Extract
- Opening Delimiter -

Hawaii Democratic Senator Brian Schatz compared the illogic of tossing out an imperfect deal that was working, to throwing out a cheeseburger because one wanted a bigger one. “I don’t get this idea that…someone gives you three quarters of a cheeseburger. ‘I’m so hungry, I want a whole cheeseburger. I’d rather have nothing’…I mean, this is literally the argument that we are having,” Schatz said.
“I remember the argument that the sunsets should have been longer in the future,” Schatz said. “Fair enough. But the answer to the sunsets should have been longer in the future is not let’s sunset it now.”
Sen. Chris Murphy (D-Connecticut) in questioning elicited from Malley that if diplomacy fails, there is not a military solution that would permanently eradicate Iran’s nuclear program.
“What I understand is that there are severe limitations to a military option, in part because it is difficult to bomb knowledge out of existence, and the risk to spill over into a regional war is significant,” Murphy said. “I want to make sure you don't leave the impression with the committee, that there is a clean military option on the table to remove Iran from a nuclear weapons future. Can you just talk about your assessment of a military option if that is all that's left?”

- Closing Delimiter -

Data section
- Opening Delimiter -

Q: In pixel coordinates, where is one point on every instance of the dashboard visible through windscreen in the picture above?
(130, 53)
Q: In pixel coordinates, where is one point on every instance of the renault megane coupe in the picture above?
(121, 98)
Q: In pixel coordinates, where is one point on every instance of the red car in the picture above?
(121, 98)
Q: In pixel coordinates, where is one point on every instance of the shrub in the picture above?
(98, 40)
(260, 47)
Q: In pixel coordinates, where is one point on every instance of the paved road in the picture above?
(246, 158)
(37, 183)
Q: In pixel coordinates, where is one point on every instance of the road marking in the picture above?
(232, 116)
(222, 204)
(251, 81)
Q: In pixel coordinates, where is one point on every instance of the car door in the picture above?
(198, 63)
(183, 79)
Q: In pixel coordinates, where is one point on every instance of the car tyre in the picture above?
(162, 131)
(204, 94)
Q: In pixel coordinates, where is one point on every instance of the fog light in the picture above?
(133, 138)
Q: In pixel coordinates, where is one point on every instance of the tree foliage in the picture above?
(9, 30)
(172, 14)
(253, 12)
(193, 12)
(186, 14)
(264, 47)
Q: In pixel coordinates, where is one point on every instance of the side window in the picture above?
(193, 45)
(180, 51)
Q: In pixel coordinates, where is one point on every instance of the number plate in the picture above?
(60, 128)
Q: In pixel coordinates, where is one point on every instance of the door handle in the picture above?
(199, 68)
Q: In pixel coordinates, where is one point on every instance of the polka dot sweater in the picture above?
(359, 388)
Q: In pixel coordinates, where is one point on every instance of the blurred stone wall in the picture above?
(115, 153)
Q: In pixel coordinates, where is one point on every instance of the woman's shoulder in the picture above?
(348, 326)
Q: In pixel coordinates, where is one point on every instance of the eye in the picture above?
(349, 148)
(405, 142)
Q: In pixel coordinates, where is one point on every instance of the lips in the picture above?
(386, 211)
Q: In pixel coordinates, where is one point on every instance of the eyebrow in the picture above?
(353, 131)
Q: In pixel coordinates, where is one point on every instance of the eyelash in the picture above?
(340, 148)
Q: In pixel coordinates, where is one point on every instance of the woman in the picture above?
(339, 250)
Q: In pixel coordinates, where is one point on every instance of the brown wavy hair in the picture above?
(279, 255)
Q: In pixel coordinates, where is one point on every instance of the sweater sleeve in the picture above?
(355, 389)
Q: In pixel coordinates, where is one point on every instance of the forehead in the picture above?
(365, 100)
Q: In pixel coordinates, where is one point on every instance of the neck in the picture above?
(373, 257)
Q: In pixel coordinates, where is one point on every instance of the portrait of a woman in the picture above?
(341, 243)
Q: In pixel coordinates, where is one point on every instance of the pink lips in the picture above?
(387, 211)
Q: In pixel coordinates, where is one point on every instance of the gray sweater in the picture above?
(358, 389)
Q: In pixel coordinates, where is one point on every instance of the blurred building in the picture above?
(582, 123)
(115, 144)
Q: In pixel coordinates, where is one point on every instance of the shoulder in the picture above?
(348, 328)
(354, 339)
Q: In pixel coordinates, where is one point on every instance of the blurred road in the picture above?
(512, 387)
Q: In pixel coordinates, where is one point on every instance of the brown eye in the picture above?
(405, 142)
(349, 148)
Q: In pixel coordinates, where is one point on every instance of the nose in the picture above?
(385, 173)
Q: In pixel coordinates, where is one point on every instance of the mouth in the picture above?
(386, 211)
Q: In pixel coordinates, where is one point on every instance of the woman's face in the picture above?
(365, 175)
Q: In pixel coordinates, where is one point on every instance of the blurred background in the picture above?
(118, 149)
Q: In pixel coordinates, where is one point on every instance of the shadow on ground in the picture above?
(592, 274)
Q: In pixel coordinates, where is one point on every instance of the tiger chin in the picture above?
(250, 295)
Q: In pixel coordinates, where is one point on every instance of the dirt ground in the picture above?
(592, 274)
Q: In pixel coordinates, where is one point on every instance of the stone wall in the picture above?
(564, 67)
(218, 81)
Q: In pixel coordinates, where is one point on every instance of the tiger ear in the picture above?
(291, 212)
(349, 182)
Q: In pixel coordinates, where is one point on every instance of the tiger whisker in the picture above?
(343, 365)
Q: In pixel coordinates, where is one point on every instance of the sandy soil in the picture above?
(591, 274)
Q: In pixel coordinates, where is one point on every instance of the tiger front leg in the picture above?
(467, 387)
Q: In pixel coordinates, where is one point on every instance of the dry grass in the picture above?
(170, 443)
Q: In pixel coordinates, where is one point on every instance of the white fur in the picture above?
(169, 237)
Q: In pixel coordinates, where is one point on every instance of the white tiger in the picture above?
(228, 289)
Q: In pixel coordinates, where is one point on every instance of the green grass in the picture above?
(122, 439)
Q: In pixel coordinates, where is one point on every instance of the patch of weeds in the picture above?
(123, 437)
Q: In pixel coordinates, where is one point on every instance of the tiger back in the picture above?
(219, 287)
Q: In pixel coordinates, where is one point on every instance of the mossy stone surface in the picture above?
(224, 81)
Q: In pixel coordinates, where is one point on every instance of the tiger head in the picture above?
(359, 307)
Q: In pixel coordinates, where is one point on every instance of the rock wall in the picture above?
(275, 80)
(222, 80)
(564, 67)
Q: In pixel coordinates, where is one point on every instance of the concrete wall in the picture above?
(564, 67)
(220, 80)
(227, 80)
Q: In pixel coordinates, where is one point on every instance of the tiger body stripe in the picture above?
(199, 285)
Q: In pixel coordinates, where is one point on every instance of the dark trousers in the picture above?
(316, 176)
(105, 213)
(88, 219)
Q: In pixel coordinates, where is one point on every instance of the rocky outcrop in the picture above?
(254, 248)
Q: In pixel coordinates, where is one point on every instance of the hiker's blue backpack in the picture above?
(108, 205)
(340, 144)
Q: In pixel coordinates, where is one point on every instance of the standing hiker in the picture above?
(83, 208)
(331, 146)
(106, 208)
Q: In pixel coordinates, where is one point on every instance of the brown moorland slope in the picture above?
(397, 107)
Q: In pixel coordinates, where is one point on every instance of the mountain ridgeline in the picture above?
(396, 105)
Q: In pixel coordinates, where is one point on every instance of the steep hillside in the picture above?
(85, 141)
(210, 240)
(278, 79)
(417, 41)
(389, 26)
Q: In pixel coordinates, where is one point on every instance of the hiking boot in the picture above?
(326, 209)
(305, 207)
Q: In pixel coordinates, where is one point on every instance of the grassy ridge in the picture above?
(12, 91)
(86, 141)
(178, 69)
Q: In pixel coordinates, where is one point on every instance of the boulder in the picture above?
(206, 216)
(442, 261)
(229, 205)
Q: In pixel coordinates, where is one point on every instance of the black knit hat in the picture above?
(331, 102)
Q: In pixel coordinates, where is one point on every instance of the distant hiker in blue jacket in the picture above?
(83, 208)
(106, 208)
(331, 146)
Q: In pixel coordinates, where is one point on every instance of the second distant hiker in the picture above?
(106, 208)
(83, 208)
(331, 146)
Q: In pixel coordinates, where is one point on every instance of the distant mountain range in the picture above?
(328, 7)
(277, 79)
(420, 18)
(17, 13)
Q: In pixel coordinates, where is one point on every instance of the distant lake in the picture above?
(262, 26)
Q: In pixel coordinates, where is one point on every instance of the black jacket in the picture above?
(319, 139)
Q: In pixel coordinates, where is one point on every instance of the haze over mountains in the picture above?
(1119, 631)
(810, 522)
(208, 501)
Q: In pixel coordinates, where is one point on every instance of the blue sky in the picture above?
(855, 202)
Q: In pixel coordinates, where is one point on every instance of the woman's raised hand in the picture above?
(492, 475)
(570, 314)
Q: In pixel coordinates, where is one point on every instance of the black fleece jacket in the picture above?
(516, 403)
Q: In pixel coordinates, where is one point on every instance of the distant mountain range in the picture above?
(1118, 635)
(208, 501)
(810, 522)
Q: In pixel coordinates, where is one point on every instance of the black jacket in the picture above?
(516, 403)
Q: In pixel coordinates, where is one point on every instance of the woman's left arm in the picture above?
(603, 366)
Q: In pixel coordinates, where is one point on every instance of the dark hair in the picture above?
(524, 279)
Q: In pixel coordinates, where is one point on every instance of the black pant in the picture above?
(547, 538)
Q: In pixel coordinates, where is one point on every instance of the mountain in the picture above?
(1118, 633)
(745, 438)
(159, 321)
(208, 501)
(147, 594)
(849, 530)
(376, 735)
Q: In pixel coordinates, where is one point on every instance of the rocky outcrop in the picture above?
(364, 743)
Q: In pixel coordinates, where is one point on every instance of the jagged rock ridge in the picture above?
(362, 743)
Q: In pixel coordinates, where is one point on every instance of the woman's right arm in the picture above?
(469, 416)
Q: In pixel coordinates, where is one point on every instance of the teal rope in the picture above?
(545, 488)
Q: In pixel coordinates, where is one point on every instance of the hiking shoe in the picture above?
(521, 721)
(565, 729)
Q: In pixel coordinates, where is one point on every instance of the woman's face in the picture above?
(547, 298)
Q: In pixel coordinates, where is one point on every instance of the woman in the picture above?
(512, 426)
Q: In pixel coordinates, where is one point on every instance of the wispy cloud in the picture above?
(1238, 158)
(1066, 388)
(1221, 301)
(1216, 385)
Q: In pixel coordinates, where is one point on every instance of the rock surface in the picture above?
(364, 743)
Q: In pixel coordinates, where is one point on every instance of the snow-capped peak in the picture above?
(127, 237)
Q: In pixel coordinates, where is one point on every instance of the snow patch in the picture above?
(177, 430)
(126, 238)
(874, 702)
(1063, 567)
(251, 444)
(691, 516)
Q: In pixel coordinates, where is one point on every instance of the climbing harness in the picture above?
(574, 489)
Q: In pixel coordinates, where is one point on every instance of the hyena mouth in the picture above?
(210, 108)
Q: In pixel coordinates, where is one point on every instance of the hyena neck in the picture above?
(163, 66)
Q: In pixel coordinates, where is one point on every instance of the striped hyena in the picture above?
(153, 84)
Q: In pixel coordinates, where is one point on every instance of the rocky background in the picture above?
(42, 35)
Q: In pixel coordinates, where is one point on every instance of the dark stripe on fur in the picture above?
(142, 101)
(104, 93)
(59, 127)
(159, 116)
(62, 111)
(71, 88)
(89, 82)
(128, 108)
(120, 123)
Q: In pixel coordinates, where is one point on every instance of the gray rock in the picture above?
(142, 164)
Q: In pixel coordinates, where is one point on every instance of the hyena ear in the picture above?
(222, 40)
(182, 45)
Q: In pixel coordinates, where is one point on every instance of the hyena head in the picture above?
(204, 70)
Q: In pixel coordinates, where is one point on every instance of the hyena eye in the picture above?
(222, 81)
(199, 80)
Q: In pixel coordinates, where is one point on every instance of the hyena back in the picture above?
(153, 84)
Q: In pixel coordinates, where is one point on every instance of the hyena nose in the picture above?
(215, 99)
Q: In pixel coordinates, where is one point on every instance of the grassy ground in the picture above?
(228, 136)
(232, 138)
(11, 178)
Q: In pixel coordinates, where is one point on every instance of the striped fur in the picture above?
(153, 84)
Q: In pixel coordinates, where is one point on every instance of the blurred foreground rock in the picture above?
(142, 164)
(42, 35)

- Closing Delimiter -

Questions to answer
a - Which people are named in the Iran hearing excerpt?
b - In the Iran hearing excerpt, what does Murphy say is difficult to bomb out of existence?
c - Pick up the Iran hearing excerpt after its last sentence and continue it.
The data comes from a separate source, unrelated to the Iran hearing excerpt.

Numbered answers
a - Brian Schatz, Chris Murphy, Malley

b - Knowledge.

c -
“It is…President Biden's firm belief, and I think it's a belief shared by everyone who's looked into this, that by far the best option is a diplomatic one,” Malley responded. “And [the] military option cannot resolve this issue. It could set it back and we're happy to talk about it more in a classified setting. But there is no military response.”
“The only real solution here is a diplomatic one,” Malley said.
Even with some Senators on the panel expressing skepticism, or at least a lack of enthusiasm, about a revived JCPOA, more Israeli former senior security officials are acknowledging that a revived deal is better for Israel than the alternative.
Noting an IAEA report this month that Iran had amassed a 42 kilogram stockpile of uranium enriched up to 60%, a former Israeli military intelligence director said reviving the Iran nuclear pact would buy time.
“My conclusion is that in the reality of here and now, reaching a deal is the right thing,” former Israeli Military Intelligence Director Maj. Gen. (Res.) Tamir Hayman told Israel Hayom newspaper in an interview published May 25.
A revived nuclear agreement “would diminish… the amount of enriched uranium Iran has; it would set it back and it would buy [us] a very long time because enrichment takes a long time,” Hayman, the new head of the Israeli INSS think tank, said.
“So no Deal policies have not only failed to tighten the lid on Iran's nuclear program, it lifted them entirely,” Sen. Ed Markey (D-Massachusetts) said. “…We know that military action will fail to stop the Iranian nuclear weapon. It may very well spur it to cross the threshold.”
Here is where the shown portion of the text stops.